Version française des motifs rendus par

 

                     La juge Karakatsanis —

[54]                         J’ai lu les motifs des juges Moldaver et Brown et je suis d’accord pour dire qu’il faut rejeter le pourvoi. Je souscris aussi à une bonne partie de leur analyse juridique. Cependant, à mon avis, ils ont apporté une précision inutile à un élément de la préclusion promissoire, ce qui est incompatible avec la jurisprudence et les principes sous‑jacents de l’equity. Ce faisant, ils ont affaibli la protection qu’offre cette doctrine d’equity.

[55]                         Comme le font remarquer mes collègues, les éléments de la préclusion promissoire ont été énoncés par notre Cour dans l’arrêt Maracle c. Travellers Indemnity Co. of Canada, [1991] 2 R.C.S. 50, et sont bien établis dans la jurisprudence. Une exigence de base veut que l’auteur de la promesse « a[it], par ses paroles ou sa conduite, fait une promesse ou donné une assurance destinées à modifier [ses] rapports juridiques [avec l’autre partie] et à inciter à l’accomplissement de certains actes » (Maracle, par. 57). Les juges Moldaver et Brown considèrent que cette exigence — une intention de modifier des droits juridiques — requiert que l’auteur de la promesse ait une connaissance réelle des faits à l’origine du droit juridique. Ils sont d’avis que l’auteur de la promesse ne peut avoir l’intention de modifier les rapports juridiques à moins d’avoir réellement connaissance des faits à l’origine de ces rapports (par. 21). Néanmoins, parce qu’ils reconnaissent que la jurisprudence n’exige pas une connaissance réelle de la portée juridique des faits, ils concluent qu’une telle connaissance peut être imputée.

[56]                         Je ne peux souscrire à l’opinion portant que la connaissance réelle est requise justement parce que l’intention de l’auteur de la promesse doit être analysée objectivement. Personne sauf l’auteur de la promesse ne peut connaître l’intention subjective, et il ne s’agit pas de l’angle sous lequel il faut considérer cette doctrine d’equity. La jurisprudence a établi il y a longtemps que l’intention de l’auteur de la promesse doit être interprétée objectivement. Une promesse vise à modifier des rapports juridiques lorsqu’il serait raisonnable pour le destinataire de la promesse de l’interpréter ainsi. La démarche objective est fondée sur notre jurisprudence — depuis la création de la doctrine — et concorde avec l’objectif fondamental de la préclusion promissoire : empêcher l’iniquité.

■ ■ ■

- SÉRIE DE CONSIGNES:
[a] Reproduisez fidèlement le passage de l'extrait sur la préclusion promissoire qui commence par « [56]                         Je ne » et se poursuit jusqu'à « promissoire : empêcher l’iniquité. ».
[b] Reprenez l'extrait sur la préclusion promissoire là où il s'interrompt et poursuivez sa rédaction.
Les items qui suivent ne sont pas nécessaires.

[Extraits de données de pointage]
■ ■ ■

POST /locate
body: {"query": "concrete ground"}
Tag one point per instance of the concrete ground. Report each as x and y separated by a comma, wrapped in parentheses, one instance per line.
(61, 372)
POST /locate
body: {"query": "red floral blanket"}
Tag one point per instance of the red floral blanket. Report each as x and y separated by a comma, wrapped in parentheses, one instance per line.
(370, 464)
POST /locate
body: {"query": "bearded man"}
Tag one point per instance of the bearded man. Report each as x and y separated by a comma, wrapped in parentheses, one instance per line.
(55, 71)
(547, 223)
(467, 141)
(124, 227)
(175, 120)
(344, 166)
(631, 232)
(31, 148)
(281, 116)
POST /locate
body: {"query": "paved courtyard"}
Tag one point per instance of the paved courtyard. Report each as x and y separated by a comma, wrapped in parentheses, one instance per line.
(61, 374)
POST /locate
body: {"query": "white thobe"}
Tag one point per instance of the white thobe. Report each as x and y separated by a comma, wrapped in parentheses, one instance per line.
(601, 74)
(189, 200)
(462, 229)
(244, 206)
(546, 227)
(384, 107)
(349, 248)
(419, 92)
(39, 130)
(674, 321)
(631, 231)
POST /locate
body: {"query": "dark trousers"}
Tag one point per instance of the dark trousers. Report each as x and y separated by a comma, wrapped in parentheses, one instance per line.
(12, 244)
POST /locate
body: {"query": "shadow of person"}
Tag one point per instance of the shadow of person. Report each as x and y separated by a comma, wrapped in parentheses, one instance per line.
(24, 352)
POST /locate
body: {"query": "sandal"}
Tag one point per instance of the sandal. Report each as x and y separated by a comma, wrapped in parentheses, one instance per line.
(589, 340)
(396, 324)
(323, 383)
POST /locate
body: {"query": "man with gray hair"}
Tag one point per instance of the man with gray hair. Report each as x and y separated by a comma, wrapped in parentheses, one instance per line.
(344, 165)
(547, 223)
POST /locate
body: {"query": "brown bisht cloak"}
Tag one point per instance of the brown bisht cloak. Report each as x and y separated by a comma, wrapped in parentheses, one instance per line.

■ ■ ■

- RÉPONSES PAR CONSIGNE:
[a]
[56]                         Je ne peux souscrire à l’opinion portant que la connaissance réelle est requise justement parce que l’intention de l’auteur de la promesse doit être analysée objectivement. Personne sauf l’auteur de la promesse ne peut connaître l’intention subjective, et il ne s’agit pas de l’angle sous lequel il faut considérer cette doctrine d’equity. La jurisprudence a établi il y a longtemps que l’intention de l’auteur de la promesse doit être interprétée objectivement. Une promesse vise à modifier des rapports juridiques lorsqu’il serait raisonnable pour le destinataire de la promesse de l’interpréter ainsi. La démarche objective est fondée sur notre jurisprudence — depuis la création de la doctrine — et concorde avec l’objectif fondamental de la préclusion promissoire : empêcher l’iniquité.

[b]
[57]                         Comme je vais l’expliquer, selon une démarche objective, la connaissance est pertinente parce qu’elle aide à interpréter la conduite de l’auteur de la promesse dans le contexte factuel global. La démarche objective consiste à déterminer si, d’un point de vue objectif eu égard au contexte global — y compris tous les faits que l’auteur de la promesse connaissait ou dont il pouvait raisonnablement être considéré avoir connaissance —, l’auteur de la promesse avait l’intention de modifier des droits juridiques.

[58]                         Comme la connaissance des faits sous‑jacents est un aspect important du contexte dans lequel une évaluation objective est effectuée, l’exigence de connaissance réelle ajoutée par mes collègues n’aura guère d’incidence sur le résultat dans bien des cas. Comme le font observer mes collègues, même si la connaissance par interprétation suffisait pour l’application de la préclusion promissoire, on ne pourrait l’invoquer au vu des faits de l’espèce, et l’appel pourrait être rejeté pour ce motif. Toutefois, l’ajout par mes collègues d’une exigence absolue de connaissance réelle des faits nous détourne de la véritable analyse et restreint indûment la souplesse inhérente à l’equity.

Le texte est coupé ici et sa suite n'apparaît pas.